§ Work to complete
1 > In the comedy interview, whom does LCK say he was fighting with over politics and calling a Nazi?
2 > Pick up the comedy interview after its final sentence and carry it on in the same question-and-answer format.
*** Supplied passage
LCK: I would say so. There are so many tools at my disposal with this show. A lot of the struggle I had with movies is I really loved moments and tones and feelings in a scene, and I loved creating those, but I never really had great stories to string them together. And this show, because there’s no expectation to hang things out for a whole episode — if they’re only good for one scene, then you just do one scene — that allows me to do a lot of stuff like the two bums being exchanged. That scene doesn’t have any bearing on the story, it’s not bearing the weight of the story, it’s just something that happens.
With ‘Lucky Louie,’ you made a straightforward three-camera sitcom, and you made a pilot for CBS [‘St. Louie’] that I presume was more or less a traditional situation comedy. How did you come to this structure, mixing shorter and longer pieces with interludes of stand-up?
LCK: I guess through not being good at those other ones. [Laughs.] I think you have to try and fail, because failure gets you closer to what you’re good at. I just kept searching for different ways to put stuff together, and with ‘Louie’ I just decided, ‘Here’s all the things I don’t like having to do — I’m not going to do them this time. I’m going to try anyway; I’m going to see if a show without any of these constrictions works and still has something worth looking at.’ So far it’s working out.
How do you see the relationship between pessimism and optimism in your humor?
LCK: Well, I think that the guy in the show that I am is pessimistic, but the stuff that happens to him is optimistic. The show is happening to me, I’m not driving it, which I like. I’m the same, the same, the same, which is generally pessimistic, and life in the show keeps throwing at me all these different examples where I’m wrong.
Does your comedy change as you get older?
LCK: Oh, definitely. I mean, I just grow up, more happens to me, more ideas and more stuff to draw from — dealings that I have and interesting people that I’ve met, human impulses and interactions I’ve observed that I can put in the show.
Do you think it’s possible to be a dishonest comedian?
LCK: Sure. I say a lot of things that aren’t true, I’ll take on bad ideas and things I don’t think are right to say because I want to try on that point of view and give it a voice. And I feel strong enough and confident enough, especially onstage and more and more on the show too, to go ahead and try on a different ... like last year when me and Nick DiPaolo are fighting over politics and I’m calling him a Nazi, I don’t believe that. I can be very conservative sometimes; I can empathize with a conservative point of view. But it was more interesting to me to go ahead and be the jackass who’s calling somebody a Nazi because he doesn’t like the president. It’s a really dumb point of view, but I was happy to take it on as a good counterpoint to Nick. And then I can discard it.
******
*** Provided data
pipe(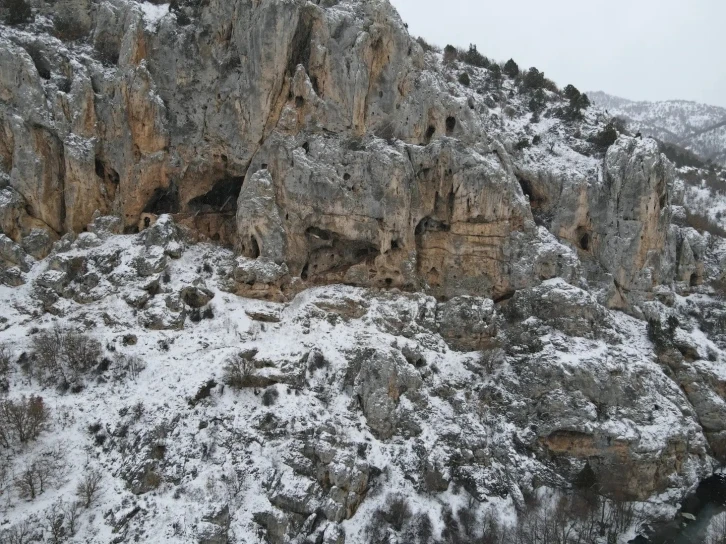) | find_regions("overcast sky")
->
[391,0,726,107]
******
§ The answers
1 > Nick DiPaolo

2 >
This kind of relates to the Tracy Morgan blowup. You defended him when he was criticized recently for making anti-gay remarks onstage. Do you think that comedians get any kind of free pass as to what they can say?
LCK: Well, nobody gets a free pass. But I think that comedy has a premise to it, which is that we’re going to take the filter off and just say things, be reckless with feelings and thoughts. That’s a really healthy thing to do, I think, and the human race has created comedy throughout history as a way to do it -- like, ‘Let’s just go in this room for a minute and just say everything. And then laugh.’ And that’s a catharsis. Now, when you take it out of the chemistry of that, sometimes people get hurt; I think that’s a shame. But I don’t think it’s a negative thing always when somebody says something that ends up lighting a fuse, because then a lot of folks are given a voice to refute it, and that’s positive too. It causes discussion. I don’t think we [comics] are insulated from criticism; I think you have to expect it. But when I spoke up about Tracy’s thing, it was because people had completely stopped mentioning that it started with a comedy show; it was being discussed as if it were something he said with a straight face, like, reading off a paper for a press conference. I don’t believe in this idea of, ‘That’s hate speech, stop it.’ If somebody is saying something that is the voice of what’s dangerous to you, I think you should listen to it; I think there’s more value in asking, ‘Where did this come from? What makes him say that?’ I wish that discussion had taken place, rather than just a total refuting and effigy burning.
Can we talk a little about the look of the show? It’s unusually beautiful and atmospheric, especially for a comedy.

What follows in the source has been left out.